Tulis lanjutan teks tentang pemekaran daerah dan pertanggungjawaban kepala daerah, dimulai tepat setelah kalimat terakhirnya.

◆ Teks
======

Anehnya, kepala daerah seperti itu bisa mencalonkan kembali dan bahkan terpilih kembali untuk periode ke dua. Namun, pada periode kedua juga tidak ada mekanisme “pengujian” keberhasilan yang diwujudkan oleh kepala daerah tersebut. Dengan kata lain, daerah itu tidak maju seluruhnya, sehingga satu-satunya cara agar maju dan sejahtera daerah tersebut harus dimekarkan. Dalam hal ini, tidak ada alasan rasionalitas sama sekali jika daerah yang belum maju justeru harus dimekarkan tanpa meminta pertanggungjawaban kepala daerah yang sudah memimpin daerah tersebut sekian lama.

======

◆ Kumpulan Data

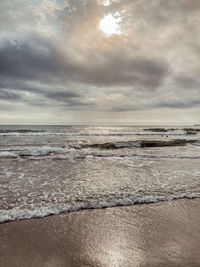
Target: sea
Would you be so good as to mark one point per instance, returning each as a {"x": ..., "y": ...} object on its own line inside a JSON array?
[{"x": 52, "y": 169}]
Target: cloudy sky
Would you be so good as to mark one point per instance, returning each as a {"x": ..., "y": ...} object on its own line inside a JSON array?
[{"x": 99, "y": 61}]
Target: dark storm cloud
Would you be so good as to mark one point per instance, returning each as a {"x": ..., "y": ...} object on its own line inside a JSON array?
[
  {"x": 9, "y": 95},
  {"x": 53, "y": 54},
  {"x": 39, "y": 59}
]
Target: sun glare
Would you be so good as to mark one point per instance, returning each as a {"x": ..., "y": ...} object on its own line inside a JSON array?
[{"x": 110, "y": 25}]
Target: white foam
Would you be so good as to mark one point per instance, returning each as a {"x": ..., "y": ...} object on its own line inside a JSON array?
[
  {"x": 7, "y": 154},
  {"x": 43, "y": 151},
  {"x": 93, "y": 134},
  {"x": 17, "y": 213}
]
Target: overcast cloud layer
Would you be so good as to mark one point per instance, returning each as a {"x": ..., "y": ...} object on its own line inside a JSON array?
[{"x": 56, "y": 66}]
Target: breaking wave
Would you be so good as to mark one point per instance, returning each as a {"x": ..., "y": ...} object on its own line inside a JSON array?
[
  {"x": 52, "y": 209},
  {"x": 171, "y": 133}
]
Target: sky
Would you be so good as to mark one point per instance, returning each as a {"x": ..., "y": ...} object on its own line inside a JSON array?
[{"x": 100, "y": 62}]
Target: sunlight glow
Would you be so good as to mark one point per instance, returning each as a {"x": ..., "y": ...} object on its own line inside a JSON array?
[{"x": 110, "y": 24}]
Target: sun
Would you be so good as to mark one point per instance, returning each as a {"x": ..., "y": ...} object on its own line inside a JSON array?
[{"x": 110, "y": 24}]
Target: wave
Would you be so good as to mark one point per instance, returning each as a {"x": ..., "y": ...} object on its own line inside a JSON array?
[
  {"x": 173, "y": 133},
  {"x": 52, "y": 209},
  {"x": 42, "y": 151},
  {"x": 139, "y": 143}
]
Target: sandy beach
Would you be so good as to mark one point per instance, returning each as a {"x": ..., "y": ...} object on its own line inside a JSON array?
[{"x": 160, "y": 234}]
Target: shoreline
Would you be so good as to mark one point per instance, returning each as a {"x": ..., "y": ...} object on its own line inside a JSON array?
[{"x": 154, "y": 234}]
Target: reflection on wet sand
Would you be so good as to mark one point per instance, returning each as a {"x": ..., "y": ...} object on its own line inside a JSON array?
[{"x": 161, "y": 234}]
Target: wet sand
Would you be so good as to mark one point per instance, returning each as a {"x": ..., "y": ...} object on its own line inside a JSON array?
[{"x": 149, "y": 235}]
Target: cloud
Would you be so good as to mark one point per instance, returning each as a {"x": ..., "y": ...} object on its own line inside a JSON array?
[{"x": 52, "y": 54}]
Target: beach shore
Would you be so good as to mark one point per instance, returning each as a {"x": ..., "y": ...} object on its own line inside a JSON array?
[{"x": 148, "y": 235}]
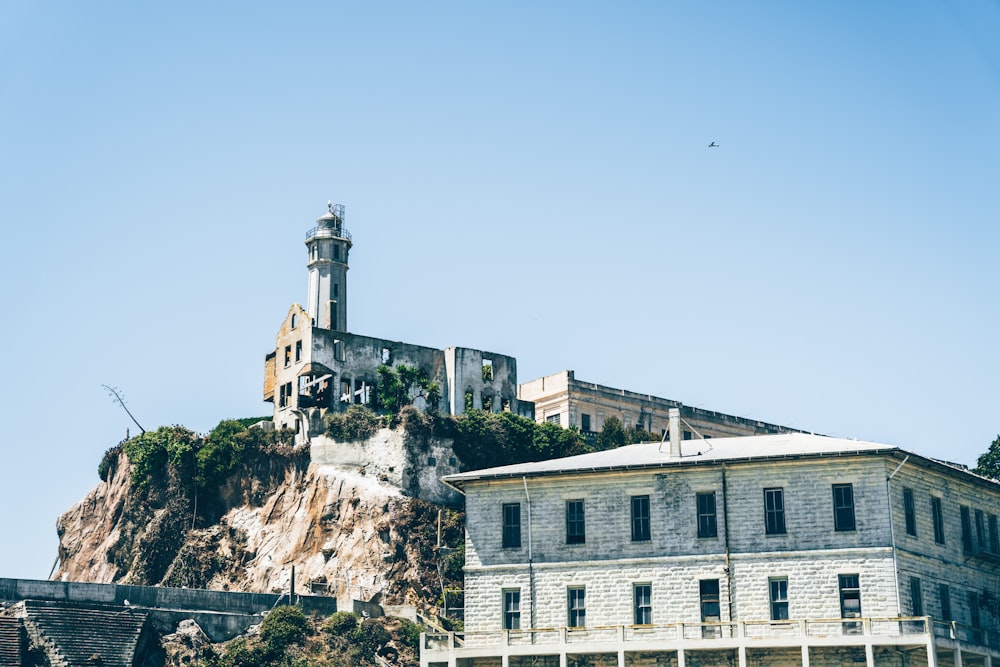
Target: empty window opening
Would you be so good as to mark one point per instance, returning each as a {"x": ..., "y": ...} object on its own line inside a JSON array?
[
  {"x": 710, "y": 609},
  {"x": 843, "y": 507},
  {"x": 642, "y": 603},
  {"x": 708, "y": 525},
  {"x": 910, "y": 512},
  {"x": 576, "y": 605},
  {"x": 575, "y": 523},
  {"x": 850, "y": 601},
  {"x": 774, "y": 511},
  {"x": 966, "y": 529},
  {"x": 640, "y": 519},
  {"x": 779, "y": 598},
  {"x": 512, "y": 610},
  {"x": 937, "y": 518},
  {"x": 511, "y": 526},
  {"x": 916, "y": 597}
]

======

◆ Hasil Tugas
Kedua, Pemekaran Daerah Modus Pencarian Jabatan

Persoalan lain yang perlu digarisbawahi adalah pemekaran daerah biasa dijadikan ajang pembentukan “lowongan jabatan” atau “lowongan kerja”. Banyak para inisiator dalam pemekaran DOB yang kemudian justeru menjadi kepala daerah, wakil kepala daerah, anggota DPRD, dan lain-lain. Dengan kata lain, persoalan pemekaran bukan hanya semata-mata untuk tujuan memajukan daerah atau mensejahterakan masyarakat, tetapi juga untuk memajukan diri sendiri dengan jabatan-jabatan di DOB tersebut.

Setiap orang memang memiliki hak untuk maju, mendapatkan jabatan, memperoleh pekerjaan, dan lain-lain karena sudah diatur dalam ketentuan peraturan perundang-undangan. Namun, jika pemekaran daerah karena adanya kepentingan pribadi yang terselubung dengan mengatasnamakan rakyat agar maju, sejahtera, dan lain-lain, tentu hal itu tidak dapat dibenarkan secara moral. Kepentingan rakyat di situ hanya dijadikan modus dan alasan agar tujuan pribadinya tercapai untuk memperoleh jabatan.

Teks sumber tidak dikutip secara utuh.